Data entries:
══════
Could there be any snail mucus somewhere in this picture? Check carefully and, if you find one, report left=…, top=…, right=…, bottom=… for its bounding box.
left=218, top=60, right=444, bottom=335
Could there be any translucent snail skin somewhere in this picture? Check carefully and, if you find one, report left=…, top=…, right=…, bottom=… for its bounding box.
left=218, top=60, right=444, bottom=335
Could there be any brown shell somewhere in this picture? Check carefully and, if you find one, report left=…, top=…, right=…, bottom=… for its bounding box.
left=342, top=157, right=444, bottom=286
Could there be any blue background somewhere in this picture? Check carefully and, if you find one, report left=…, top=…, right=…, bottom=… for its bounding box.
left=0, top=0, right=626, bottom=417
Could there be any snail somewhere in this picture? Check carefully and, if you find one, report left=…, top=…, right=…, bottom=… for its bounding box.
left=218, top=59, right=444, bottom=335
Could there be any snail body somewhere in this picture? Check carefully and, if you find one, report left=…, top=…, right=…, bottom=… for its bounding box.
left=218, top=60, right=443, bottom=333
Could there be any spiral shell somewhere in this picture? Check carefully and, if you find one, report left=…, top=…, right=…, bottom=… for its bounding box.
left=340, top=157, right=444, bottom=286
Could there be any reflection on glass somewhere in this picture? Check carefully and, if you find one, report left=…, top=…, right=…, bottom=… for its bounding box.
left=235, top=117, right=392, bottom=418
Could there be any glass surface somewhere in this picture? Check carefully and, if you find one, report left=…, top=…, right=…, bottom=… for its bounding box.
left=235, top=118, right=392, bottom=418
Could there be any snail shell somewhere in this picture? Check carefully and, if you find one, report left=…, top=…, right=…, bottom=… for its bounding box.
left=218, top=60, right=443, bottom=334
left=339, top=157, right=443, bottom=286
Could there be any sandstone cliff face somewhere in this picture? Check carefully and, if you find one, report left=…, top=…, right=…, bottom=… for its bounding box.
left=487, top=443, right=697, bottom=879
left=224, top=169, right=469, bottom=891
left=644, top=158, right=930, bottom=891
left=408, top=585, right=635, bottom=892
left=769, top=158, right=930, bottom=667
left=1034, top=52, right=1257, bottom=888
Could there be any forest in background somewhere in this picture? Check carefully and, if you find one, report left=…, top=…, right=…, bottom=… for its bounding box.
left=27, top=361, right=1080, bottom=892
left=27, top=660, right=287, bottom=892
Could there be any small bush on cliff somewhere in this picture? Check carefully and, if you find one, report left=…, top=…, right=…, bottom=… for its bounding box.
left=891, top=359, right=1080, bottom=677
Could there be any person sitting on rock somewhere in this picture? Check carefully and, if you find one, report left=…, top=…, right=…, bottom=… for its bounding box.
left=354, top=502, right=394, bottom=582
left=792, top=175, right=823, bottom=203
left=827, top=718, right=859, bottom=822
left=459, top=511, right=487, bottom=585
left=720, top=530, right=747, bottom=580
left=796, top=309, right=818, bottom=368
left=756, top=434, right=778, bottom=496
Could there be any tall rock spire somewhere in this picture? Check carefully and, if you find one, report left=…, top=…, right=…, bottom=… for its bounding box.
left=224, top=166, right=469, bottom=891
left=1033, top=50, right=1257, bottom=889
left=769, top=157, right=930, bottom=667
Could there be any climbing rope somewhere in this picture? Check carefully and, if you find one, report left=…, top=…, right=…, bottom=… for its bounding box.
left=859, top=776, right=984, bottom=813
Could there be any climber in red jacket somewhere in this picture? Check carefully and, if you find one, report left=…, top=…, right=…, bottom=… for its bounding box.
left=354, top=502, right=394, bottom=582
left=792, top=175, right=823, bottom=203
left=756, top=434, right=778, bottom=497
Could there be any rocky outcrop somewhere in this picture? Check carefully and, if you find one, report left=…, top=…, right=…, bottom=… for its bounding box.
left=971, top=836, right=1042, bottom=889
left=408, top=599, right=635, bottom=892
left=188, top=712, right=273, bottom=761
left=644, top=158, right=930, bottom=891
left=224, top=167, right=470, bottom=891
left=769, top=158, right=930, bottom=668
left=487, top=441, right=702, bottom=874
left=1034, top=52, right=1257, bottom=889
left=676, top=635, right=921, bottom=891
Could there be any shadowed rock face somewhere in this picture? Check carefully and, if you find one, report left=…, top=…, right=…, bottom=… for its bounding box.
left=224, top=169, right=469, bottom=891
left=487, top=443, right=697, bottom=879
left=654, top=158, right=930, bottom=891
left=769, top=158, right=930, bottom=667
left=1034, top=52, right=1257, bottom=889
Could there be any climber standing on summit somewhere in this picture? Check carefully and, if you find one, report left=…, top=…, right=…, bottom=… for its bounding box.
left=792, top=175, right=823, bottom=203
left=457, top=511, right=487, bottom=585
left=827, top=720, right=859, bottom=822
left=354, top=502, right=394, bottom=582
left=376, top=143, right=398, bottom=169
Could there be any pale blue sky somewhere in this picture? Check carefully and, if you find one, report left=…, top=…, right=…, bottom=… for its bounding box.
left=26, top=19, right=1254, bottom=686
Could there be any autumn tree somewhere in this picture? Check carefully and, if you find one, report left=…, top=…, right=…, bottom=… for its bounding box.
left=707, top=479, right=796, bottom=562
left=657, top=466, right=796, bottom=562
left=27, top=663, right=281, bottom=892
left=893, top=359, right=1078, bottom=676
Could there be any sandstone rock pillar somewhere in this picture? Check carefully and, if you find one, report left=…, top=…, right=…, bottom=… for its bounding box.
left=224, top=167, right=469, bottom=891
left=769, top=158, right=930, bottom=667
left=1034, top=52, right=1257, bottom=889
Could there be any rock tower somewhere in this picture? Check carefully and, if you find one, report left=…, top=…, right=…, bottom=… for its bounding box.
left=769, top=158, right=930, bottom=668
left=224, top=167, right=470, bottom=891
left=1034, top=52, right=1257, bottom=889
══════
Problem description:
Output every line of the records above as a JSON list of strings, one string per line, omitting blank lines.

The answer:
[
  "Could there be any snail mucus somewhere in this picture? Check carefully and, if you find one, report left=…, top=…, right=…, bottom=… for its bounding box.",
  "left=218, top=60, right=444, bottom=335",
  "Could there be any translucent snail skin somewhere in this picture? Check carefully and, if you find one, report left=…, top=…, right=…, bottom=… for its bounding box.",
  "left=218, top=60, right=444, bottom=335",
  "Could there be any brown shell somewhere in this picture? Check carefully and, if you find one, report left=…, top=…, right=…, bottom=… for its bounding box.",
  "left=342, top=157, right=444, bottom=286",
  "Could there be any blue background somewhere in this picture? Check carefully and, if you find one, report left=…, top=…, right=…, bottom=… for its bounding box.",
  "left=0, top=0, right=626, bottom=417",
  "Could there be any snail somewhere in this picture? Check carefully and, if you find one, report left=…, top=…, right=…, bottom=… for its bounding box.",
  "left=218, top=59, right=444, bottom=335",
  "Could there be any snail body somewhere in this picture? Check carefully and, if you find one, report left=…, top=…, right=…, bottom=… for its bounding box.",
  "left=218, top=60, right=443, bottom=333",
  "Could there be any spiral shell somewhere in this picture? Check carefully and, if you find one, report left=…, top=…, right=…, bottom=… for its bounding box.",
  "left=340, top=157, right=444, bottom=286",
  "Could there be any reflection on glass somewhere in this picture? Check carefully and, if you find one, report left=…, top=…, right=…, bottom=… for its bounding box.",
  "left=235, top=117, right=392, bottom=418",
  "Could there be any glass surface somewhere in this picture? Check carefully and, if you find one, report left=…, top=…, right=…, bottom=… for its bounding box.",
  "left=235, top=118, right=392, bottom=418",
  "Could there be any snail shell somewhere in this picture? Check carefully and, if you find one, report left=…, top=…, right=…, bottom=… for its bounding box.",
  "left=218, top=60, right=443, bottom=334",
  "left=339, top=157, right=443, bottom=286",
  "Could there be any sandstone cliff face somewhere in this picture? Check carefully and, if you find one, report left=…, top=…, right=…, bottom=… for its bounding box.",
  "left=487, top=443, right=697, bottom=879",
  "left=224, top=169, right=469, bottom=891",
  "left=644, top=158, right=930, bottom=891",
  "left=408, top=585, right=635, bottom=892",
  "left=769, top=158, right=930, bottom=667",
  "left=1034, top=52, right=1257, bottom=888",
  "Could there be any forest in background somewhere in this picture? Check carefully and, if you find one, report left=…, top=…, right=…, bottom=… for its bounding box.",
  "left=27, top=361, right=1080, bottom=892",
  "left=27, top=660, right=287, bottom=892",
  "Could there be any small bush on cliff somewhere in this picture? Check carefully and, if you find one, report left=…, top=…, right=…, bottom=… for its bounding box.",
  "left=891, top=359, right=1080, bottom=677",
  "Could there be any person sitting on rock somewhere in this picture? Check carefully and, if you find one, report left=…, top=…, right=…, bottom=… for its bounding box.",
  "left=354, top=502, right=394, bottom=582",
  "left=792, top=175, right=823, bottom=203",
  "left=827, top=718, right=859, bottom=822",
  "left=459, top=511, right=487, bottom=585",
  "left=720, top=530, right=747, bottom=580",
  "left=796, top=309, right=818, bottom=368",
  "left=756, top=434, right=778, bottom=496",
  "Could there be any tall rock spire somewhere in this picture? Check carefully and, if you find one, report left=…, top=…, right=…, bottom=… for its bounding box.",
  "left=224, top=166, right=469, bottom=891",
  "left=1033, top=50, right=1257, bottom=889",
  "left=769, top=157, right=930, bottom=667",
  "Could there be any climbing rope somewhere in this picture? Check carefully and, if you find one, report left=…, top=…, right=…, bottom=… for its bounding box.",
  "left=859, top=776, right=984, bottom=813",
  "Could there be any climber in red jacket somewhere in this picture? Check carefully and, if you find one, report left=…, top=…, right=…, bottom=… for its bounding box.",
  "left=354, top=502, right=394, bottom=582",
  "left=792, top=175, right=823, bottom=203",
  "left=756, top=434, right=778, bottom=497",
  "Could there be any rocky outcrop somewhere in this picture? Check carefully and, if you find one, report left=…, top=…, right=…, bottom=… for its bounding box.",
  "left=971, top=836, right=1042, bottom=889",
  "left=408, top=599, right=635, bottom=892",
  "left=188, top=712, right=273, bottom=761",
  "left=644, top=158, right=930, bottom=891",
  "left=224, top=167, right=470, bottom=891",
  "left=769, top=158, right=930, bottom=668",
  "left=487, top=441, right=702, bottom=874",
  "left=1034, top=52, right=1257, bottom=889",
  "left=676, top=635, right=921, bottom=891",
  "Could there be any shadowed rock face somewhere in this picture? Check carefully and, if you find one, report left=…, top=…, right=…, bottom=… for its bounding box.",
  "left=224, top=169, right=469, bottom=891",
  "left=487, top=443, right=697, bottom=879",
  "left=654, top=158, right=930, bottom=891",
  "left=769, top=158, right=930, bottom=667",
  "left=1034, top=52, right=1257, bottom=889",
  "Could there be any climber standing on summit somewhere in this picture? Check carefully and, if you find one, report left=…, top=…, right=…, bottom=… for its bounding box.",
  "left=792, top=175, right=823, bottom=203",
  "left=457, top=511, right=487, bottom=585",
  "left=827, top=720, right=859, bottom=822",
  "left=354, top=502, right=394, bottom=582",
  "left=376, top=143, right=398, bottom=169",
  "Could there be any pale blue sky somewhere in this picture? Check carefully and, if you find one, report left=…, top=…, right=…, bottom=… for its bounding box.",
  "left=26, top=19, right=1254, bottom=686",
  "Could there be any autumn tree somewhere in this picture? Check carefully and, if you find one, report left=…, top=…, right=…, bottom=… for its bounding box.",
  "left=707, top=479, right=796, bottom=562",
  "left=657, top=466, right=796, bottom=562",
  "left=27, top=663, right=281, bottom=892",
  "left=893, top=359, right=1078, bottom=676",
  "Could there be any sandstone rock pillar somewhere in this picture? Check carefully and, if you find one, report left=…, top=…, right=…, bottom=… for its bounding box.",
  "left=224, top=167, right=469, bottom=891",
  "left=769, top=158, right=930, bottom=667",
  "left=1034, top=52, right=1257, bottom=889",
  "Could there be any rock tower somewhere in this picture? Check carefully and, if you find one, report left=…, top=…, right=…, bottom=… for its bounding box.",
  "left=769, top=158, right=930, bottom=668",
  "left=224, top=167, right=470, bottom=891",
  "left=1034, top=52, right=1257, bottom=889"
]